[GIVEN EXERCISE]:
Rewrite the lines below, replacing every "top-left corner" with "upper-left corner" and leaving everything else as it is.

** START **

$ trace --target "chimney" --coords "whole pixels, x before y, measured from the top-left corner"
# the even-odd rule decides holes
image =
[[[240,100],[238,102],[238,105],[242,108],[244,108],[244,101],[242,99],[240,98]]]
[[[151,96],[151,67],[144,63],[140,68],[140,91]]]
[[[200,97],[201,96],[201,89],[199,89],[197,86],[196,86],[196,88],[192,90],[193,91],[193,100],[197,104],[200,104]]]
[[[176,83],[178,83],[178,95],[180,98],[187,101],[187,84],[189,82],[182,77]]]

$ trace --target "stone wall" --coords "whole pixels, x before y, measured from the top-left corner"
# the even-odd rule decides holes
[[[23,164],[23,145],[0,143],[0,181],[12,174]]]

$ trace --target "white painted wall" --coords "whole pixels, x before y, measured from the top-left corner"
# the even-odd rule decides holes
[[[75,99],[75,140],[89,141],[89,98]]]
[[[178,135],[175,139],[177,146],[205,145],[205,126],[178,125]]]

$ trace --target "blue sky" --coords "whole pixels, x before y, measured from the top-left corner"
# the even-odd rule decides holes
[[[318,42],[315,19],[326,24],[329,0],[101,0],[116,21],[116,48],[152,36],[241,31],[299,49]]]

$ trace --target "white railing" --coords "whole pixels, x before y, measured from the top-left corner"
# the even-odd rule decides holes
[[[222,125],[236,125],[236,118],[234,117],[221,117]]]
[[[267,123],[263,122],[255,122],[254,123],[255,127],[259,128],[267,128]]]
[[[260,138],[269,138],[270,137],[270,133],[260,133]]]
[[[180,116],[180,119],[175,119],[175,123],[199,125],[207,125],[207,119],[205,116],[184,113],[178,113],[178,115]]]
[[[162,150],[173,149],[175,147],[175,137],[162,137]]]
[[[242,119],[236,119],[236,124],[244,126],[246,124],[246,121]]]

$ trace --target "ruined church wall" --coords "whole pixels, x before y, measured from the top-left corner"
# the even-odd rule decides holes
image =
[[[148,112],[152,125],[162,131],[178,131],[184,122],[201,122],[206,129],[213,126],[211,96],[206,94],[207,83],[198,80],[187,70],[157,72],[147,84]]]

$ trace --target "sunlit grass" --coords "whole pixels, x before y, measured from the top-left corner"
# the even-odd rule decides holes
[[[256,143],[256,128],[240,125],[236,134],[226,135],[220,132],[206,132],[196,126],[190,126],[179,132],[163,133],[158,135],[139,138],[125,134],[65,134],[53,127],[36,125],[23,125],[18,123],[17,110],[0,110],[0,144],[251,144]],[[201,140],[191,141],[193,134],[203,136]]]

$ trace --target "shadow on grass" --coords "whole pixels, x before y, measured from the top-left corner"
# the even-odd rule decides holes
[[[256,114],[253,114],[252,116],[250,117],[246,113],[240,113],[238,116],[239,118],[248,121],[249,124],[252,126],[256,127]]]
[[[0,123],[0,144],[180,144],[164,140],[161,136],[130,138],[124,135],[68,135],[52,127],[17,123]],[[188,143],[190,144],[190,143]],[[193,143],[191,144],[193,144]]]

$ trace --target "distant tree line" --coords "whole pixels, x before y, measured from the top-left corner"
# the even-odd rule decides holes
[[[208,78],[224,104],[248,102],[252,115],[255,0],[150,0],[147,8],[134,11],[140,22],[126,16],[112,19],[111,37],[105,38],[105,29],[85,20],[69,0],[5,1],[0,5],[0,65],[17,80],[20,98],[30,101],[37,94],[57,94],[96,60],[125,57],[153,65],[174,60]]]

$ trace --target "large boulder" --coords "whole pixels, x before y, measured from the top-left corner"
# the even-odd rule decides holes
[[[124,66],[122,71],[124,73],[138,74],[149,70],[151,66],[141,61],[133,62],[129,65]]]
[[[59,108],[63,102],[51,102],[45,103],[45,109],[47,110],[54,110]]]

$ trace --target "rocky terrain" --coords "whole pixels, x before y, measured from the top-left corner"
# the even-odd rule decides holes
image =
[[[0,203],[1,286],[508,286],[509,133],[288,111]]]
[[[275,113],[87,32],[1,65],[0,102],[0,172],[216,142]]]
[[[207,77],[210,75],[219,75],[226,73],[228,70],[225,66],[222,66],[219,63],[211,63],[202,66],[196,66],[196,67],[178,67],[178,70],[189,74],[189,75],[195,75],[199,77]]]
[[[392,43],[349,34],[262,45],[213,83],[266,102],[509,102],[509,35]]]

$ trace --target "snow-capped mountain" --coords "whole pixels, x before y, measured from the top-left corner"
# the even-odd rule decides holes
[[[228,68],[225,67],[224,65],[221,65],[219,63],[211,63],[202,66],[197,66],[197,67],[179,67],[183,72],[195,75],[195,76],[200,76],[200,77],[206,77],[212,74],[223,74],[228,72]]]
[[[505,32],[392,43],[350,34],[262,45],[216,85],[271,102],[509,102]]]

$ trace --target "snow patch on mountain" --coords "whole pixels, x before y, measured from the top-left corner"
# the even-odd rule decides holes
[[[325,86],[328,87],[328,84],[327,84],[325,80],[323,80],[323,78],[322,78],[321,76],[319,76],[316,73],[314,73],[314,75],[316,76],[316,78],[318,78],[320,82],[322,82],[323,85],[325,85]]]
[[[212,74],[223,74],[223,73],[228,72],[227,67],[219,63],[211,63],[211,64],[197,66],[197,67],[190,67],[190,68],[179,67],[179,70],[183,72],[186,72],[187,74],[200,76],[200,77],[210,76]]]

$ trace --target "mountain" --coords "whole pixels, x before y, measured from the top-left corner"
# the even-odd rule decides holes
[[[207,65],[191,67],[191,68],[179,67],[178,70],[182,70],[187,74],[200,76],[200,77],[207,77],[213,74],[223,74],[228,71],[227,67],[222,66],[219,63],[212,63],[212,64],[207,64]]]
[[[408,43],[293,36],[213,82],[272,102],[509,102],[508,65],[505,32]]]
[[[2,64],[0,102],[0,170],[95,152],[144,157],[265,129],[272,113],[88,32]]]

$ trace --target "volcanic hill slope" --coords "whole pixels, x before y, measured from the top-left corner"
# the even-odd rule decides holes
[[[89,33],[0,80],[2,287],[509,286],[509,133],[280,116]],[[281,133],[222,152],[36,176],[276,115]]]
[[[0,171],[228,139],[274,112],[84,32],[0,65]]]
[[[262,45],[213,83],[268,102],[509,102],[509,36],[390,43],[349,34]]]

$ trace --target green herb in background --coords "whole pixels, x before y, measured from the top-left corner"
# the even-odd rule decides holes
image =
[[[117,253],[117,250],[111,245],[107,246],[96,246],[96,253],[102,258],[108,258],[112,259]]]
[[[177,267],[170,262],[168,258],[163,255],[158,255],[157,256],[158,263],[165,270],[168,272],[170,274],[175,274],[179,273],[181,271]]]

** END **

[RIGHT ANSWER]:
$ trace --target "chimney" --coords "whole pixels, x before y, measured from the upper-left corner"
# the even-odd rule decides holes
image =
[[[240,100],[238,102],[238,105],[242,108],[244,108],[244,101],[242,99],[240,98]]]
[[[151,96],[151,67],[144,63],[140,68],[140,91]]]
[[[200,97],[201,96],[201,89],[199,89],[197,86],[196,86],[196,88],[192,90],[193,91],[193,100],[197,104],[200,104]]]
[[[176,83],[178,83],[178,95],[180,98],[187,101],[187,84],[189,82],[182,77]]]

$ trace --target "stone wall" --coords "whole pixels, x before y, measured from the upper-left corner"
# the even-odd rule decides holes
[[[23,164],[23,145],[0,143],[0,181],[12,174]]]

$ trace --target "white painted wall" --coords "whole pixels, x before y, measured from the upper-left corner"
# the even-odd rule decides holes
[[[75,99],[75,140],[89,141],[89,98]]]
[[[178,135],[175,139],[177,146],[205,145],[205,126],[178,125]]]

$ trace --target "blue sky" --coords "whole pixels, x before y, measured from the upper-left corner"
# the even-odd rule decides holes
[[[318,42],[315,19],[326,24],[329,0],[101,0],[116,21],[116,48],[152,36],[241,31],[299,49]]]

$ trace --target "white railing" --coords "whole pixels, x before y, measured from the upper-left corner"
# the even-odd rule decides holes
[[[222,125],[236,125],[236,118],[234,117],[221,117]]]
[[[267,123],[263,122],[255,122],[254,123],[255,127],[259,128],[267,128]]]
[[[260,138],[269,138],[270,137],[270,133],[260,133]]]
[[[180,116],[180,119],[175,119],[175,123],[199,125],[207,125],[207,119],[205,116],[184,113],[178,113],[178,115]]]
[[[162,150],[173,149],[175,147],[175,137],[162,137]]]
[[[242,119],[236,119],[236,124],[244,126],[246,124],[246,121]]]

$ trace --target "ruined church wall" --coords "whole pixels, x before y, measured from the upper-left corner"
# the even-odd rule decides holes
image =
[[[148,112],[152,125],[162,131],[178,131],[184,122],[201,122],[206,129],[213,126],[211,96],[206,94],[207,83],[198,80],[187,70],[157,72],[147,84]]]

$ trace --target "sunlit grass" --coords "whole pixels, x before y, measured from the upper-left corner"
# the even-odd rule decides holes
[[[256,143],[256,128],[240,125],[236,134],[226,135],[220,132],[206,132],[196,126],[190,126],[179,132],[163,133],[158,135],[139,138],[125,134],[65,134],[53,127],[36,125],[23,125],[18,123],[17,110],[0,110],[0,144],[251,144]],[[201,140],[191,141],[193,134],[203,136]]]

$ trace --target "shadow on grass" --coords "whole pixels, x before y, measured from the upper-left corner"
# the even-odd rule decides holes
[[[256,114],[253,114],[252,116],[250,117],[246,113],[240,113],[238,116],[239,118],[248,121],[249,124],[252,126],[256,127]]]
[[[0,123],[0,144],[180,144],[164,140],[161,136],[130,138],[124,135],[68,135],[52,127],[17,123]],[[188,143],[190,144],[190,143]],[[193,143],[191,144],[193,144]]]

$ trace --target "distant tree line" --coords "whole pixels, x before y, measured from the upper-left corner"
# the even-odd rule decides holes
[[[208,78],[224,104],[248,102],[252,115],[255,0],[150,0],[147,8],[134,11],[140,22],[126,16],[112,19],[111,37],[105,38],[105,29],[85,20],[69,0],[5,1],[0,5],[0,65],[17,80],[20,98],[30,101],[37,94],[57,94],[96,60],[125,57],[153,65],[174,60]]]

$ trace --target "large boulder" --coords "whole pixels, x before y, measured from the upper-left corner"
# the even-odd rule decides holes
[[[124,66],[122,71],[124,73],[138,74],[149,70],[151,66],[141,61],[133,62],[129,65]]]
[[[59,108],[63,102],[51,102],[45,103],[45,109],[47,110],[54,110]]]

$ trace --target "rocky terrain" --coords "whole pixels, x before y, measured from the upper-left corner"
# the even-odd rule decides holes
image =
[[[0,203],[1,286],[508,286],[509,133],[288,111]]]
[[[275,113],[87,32],[1,65],[0,102],[0,172],[216,142]]]
[[[207,77],[210,75],[219,75],[226,73],[228,70],[225,66],[222,66],[219,63],[211,63],[202,66],[196,66],[196,67],[178,67],[178,70],[189,74],[189,75],[195,75],[199,77]]]
[[[392,43],[349,34],[262,45],[213,83],[266,102],[509,102],[509,35]]]

$ trace --target "snow-capped mountain" --coords "whole pixels, x before y, measured from the upper-left corner"
# the even-odd rule decides holes
[[[228,68],[225,67],[224,65],[221,65],[219,63],[211,63],[202,66],[197,66],[197,67],[179,67],[183,72],[195,75],[195,76],[200,76],[200,77],[206,77],[212,74],[223,74],[228,72]]]
[[[505,32],[392,43],[350,34],[262,45],[216,85],[271,102],[509,102]]]

$ trace --target "snow patch on mountain" --coords "whole pixels, x before y, measured from the upper-left corner"
# the even-odd rule decides holes
[[[325,86],[328,87],[328,84],[327,84],[325,80],[323,80],[323,78],[322,78],[321,76],[319,76],[316,73],[314,73],[314,75],[316,76],[316,78],[318,78],[320,82],[322,82],[323,85],[325,85]]]
[[[212,74],[223,74],[223,73],[228,72],[227,67],[219,63],[211,63],[211,64],[197,66],[197,67],[190,67],[190,68],[179,67],[179,70],[183,72],[186,72],[187,74],[200,76],[200,77],[210,76]]]

$ trace --target "mountain" --coords "whole pixels, x before y, measured from the upper-left corner"
# the even-odd rule decides holes
[[[207,65],[191,67],[191,68],[179,67],[178,70],[182,70],[187,74],[200,76],[200,77],[207,77],[213,74],[223,74],[228,71],[227,67],[222,66],[219,63],[212,63],[212,64],[207,64]]]
[[[408,43],[293,36],[213,82],[272,102],[509,102],[508,65],[505,32]]]
[[[2,64],[0,102],[0,170],[95,152],[144,157],[265,129],[272,113],[88,32]]]

$ trace --target "volcanic hill slope" --coords "whole pixels, x before y, measured from the upper-left corner"
# the even-odd rule decides holes
[[[89,33],[0,80],[2,287],[509,286],[509,133],[280,116]],[[281,133],[222,152],[36,176],[276,115]]]
[[[0,171],[228,139],[274,112],[84,32],[0,65]]]
[[[262,45],[213,83],[268,102],[509,102],[509,36],[390,43],[349,34]]]

$ trace --target green herb in background --coords "whole pixels, x before y, measured from the upper-left corner"
# the even-odd rule decides holes
image =
[[[117,253],[117,250],[111,245],[107,246],[96,246],[96,253],[102,258],[108,258],[112,259]]]
[[[177,267],[170,262],[168,258],[163,255],[158,255],[157,256],[158,263],[165,270],[168,272],[170,274],[175,274],[179,273],[181,271]]]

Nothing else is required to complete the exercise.